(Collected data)
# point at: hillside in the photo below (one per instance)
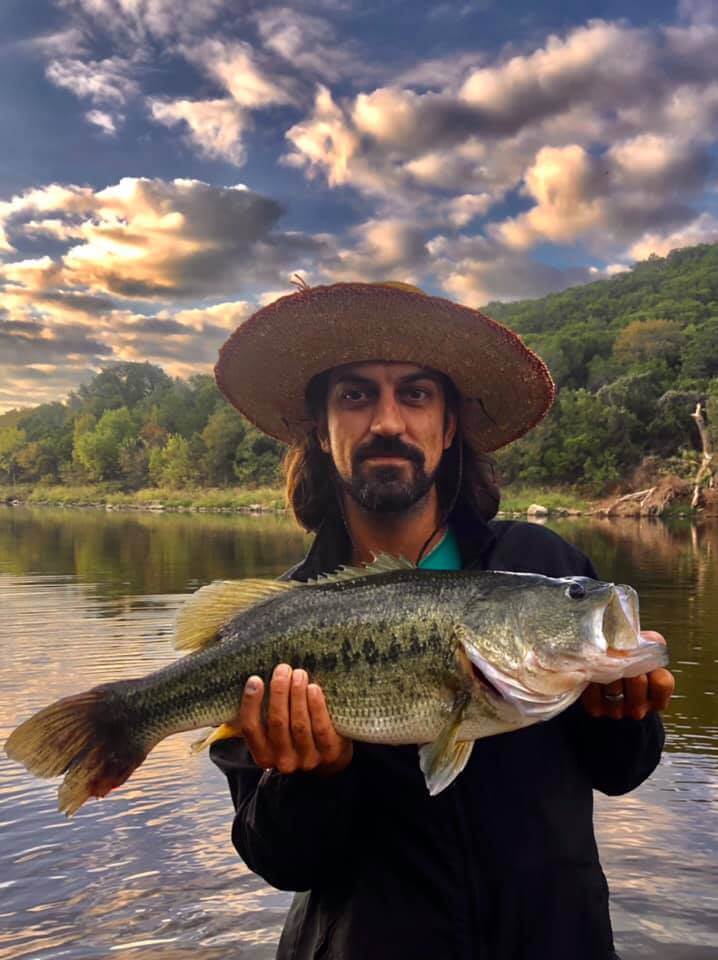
(632, 356)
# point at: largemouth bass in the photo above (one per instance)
(403, 655)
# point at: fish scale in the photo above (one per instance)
(435, 658)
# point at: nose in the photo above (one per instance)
(387, 420)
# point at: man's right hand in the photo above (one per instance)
(299, 733)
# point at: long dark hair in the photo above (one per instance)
(309, 472)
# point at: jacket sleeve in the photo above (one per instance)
(617, 755)
(290, 829)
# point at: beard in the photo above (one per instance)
(388, 488)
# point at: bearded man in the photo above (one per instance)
(391, 401)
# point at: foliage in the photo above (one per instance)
(631, 355)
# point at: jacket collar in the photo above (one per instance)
(332, 547)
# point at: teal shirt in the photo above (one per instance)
(445, 555)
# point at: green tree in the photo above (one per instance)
(700, 359)
(222, 436)
(12, 440)
(258, 458)
(175, 465)
(97, 450)
(645, 340)
(122, 385)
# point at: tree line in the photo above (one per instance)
(135, 426)
(631, 355)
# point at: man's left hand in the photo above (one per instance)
(631, 698)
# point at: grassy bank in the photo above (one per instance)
(234, 499)
(108, 496)
(519, 499)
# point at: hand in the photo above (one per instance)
(299, 733)
(636, 697)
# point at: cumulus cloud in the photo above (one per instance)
(381, 249)
(214, 127)
(137, 22)
(703, 229)
(132, 252)
(105, 121)
(608, 198)
(309, 44)
(491, 129)
(108, 81)
(236, 67)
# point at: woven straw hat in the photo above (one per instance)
(266, 364)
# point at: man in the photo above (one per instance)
(391, 399)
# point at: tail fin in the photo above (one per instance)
(88, 737)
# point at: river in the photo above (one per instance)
(88, 597)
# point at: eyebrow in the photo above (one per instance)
(403, 381)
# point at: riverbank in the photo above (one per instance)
(156, 499)
(516, 501)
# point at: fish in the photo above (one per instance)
(403, 655)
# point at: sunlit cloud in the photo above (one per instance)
(213, 127)
(461, 170)
(137, 243)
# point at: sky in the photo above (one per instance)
(167, 168)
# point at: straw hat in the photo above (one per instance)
(266, 364)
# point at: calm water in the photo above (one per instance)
(150, 872)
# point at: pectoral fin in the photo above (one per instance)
(210, 607)
(443, 760)
(223, 732)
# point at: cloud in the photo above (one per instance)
(507, 277)
(105, 121)
(633, 186)
(703, 229)
(45, 358)
(152, 239)
(138, 22)
(68, 42)
(236, 67)
(381, 249)
(108, 81)
(214, 127)
(310, 45)
(131, 253)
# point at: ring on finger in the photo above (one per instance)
(613, 697)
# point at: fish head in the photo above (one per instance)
(553, 636)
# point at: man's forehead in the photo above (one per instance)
(380, 369)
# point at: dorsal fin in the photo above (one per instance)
(382, 563)
(210, 607)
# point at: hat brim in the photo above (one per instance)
(265, 365)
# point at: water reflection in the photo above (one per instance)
(88, 597)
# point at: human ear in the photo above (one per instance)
(323, 437)
(449, 428)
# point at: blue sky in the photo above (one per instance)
(167, 167)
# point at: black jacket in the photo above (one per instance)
(502, 865)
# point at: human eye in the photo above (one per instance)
(417, 394)
(352, 395)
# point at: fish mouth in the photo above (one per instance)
(485, 683)
(503, 689)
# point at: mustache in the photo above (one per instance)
(388, 447)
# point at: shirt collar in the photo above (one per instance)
(332, 547)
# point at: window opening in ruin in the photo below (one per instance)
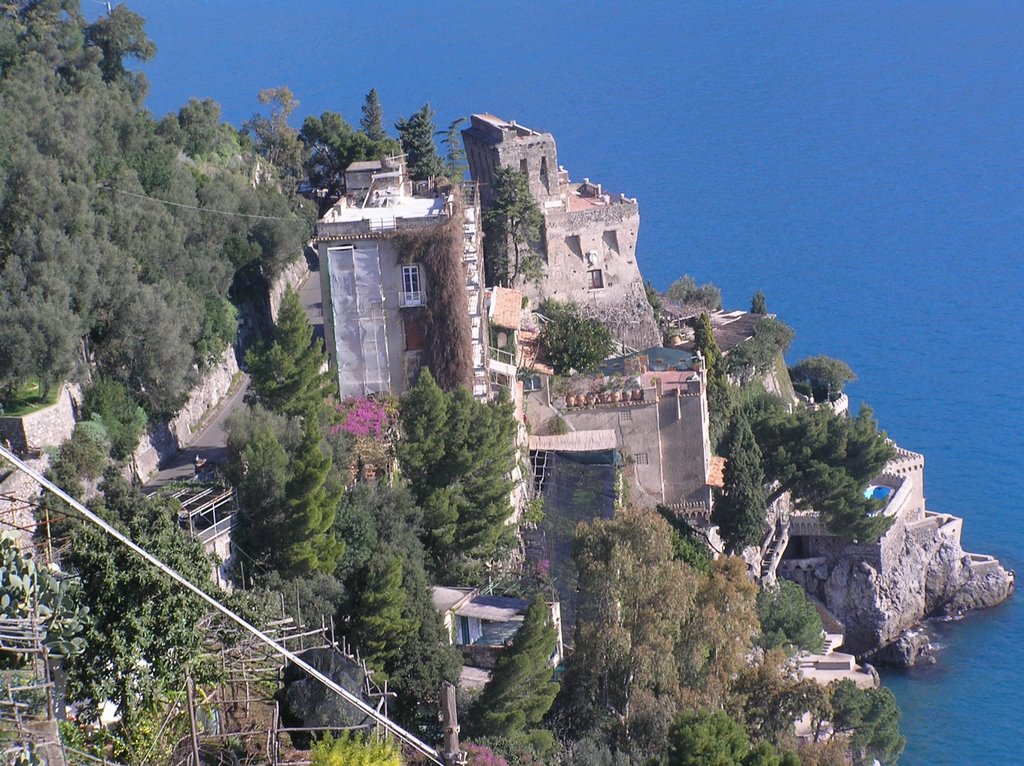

WRITTEN REQUEST — How many lines in the items above contain the word "human"? Reply with the number only.

OUTPUT BELOW — 2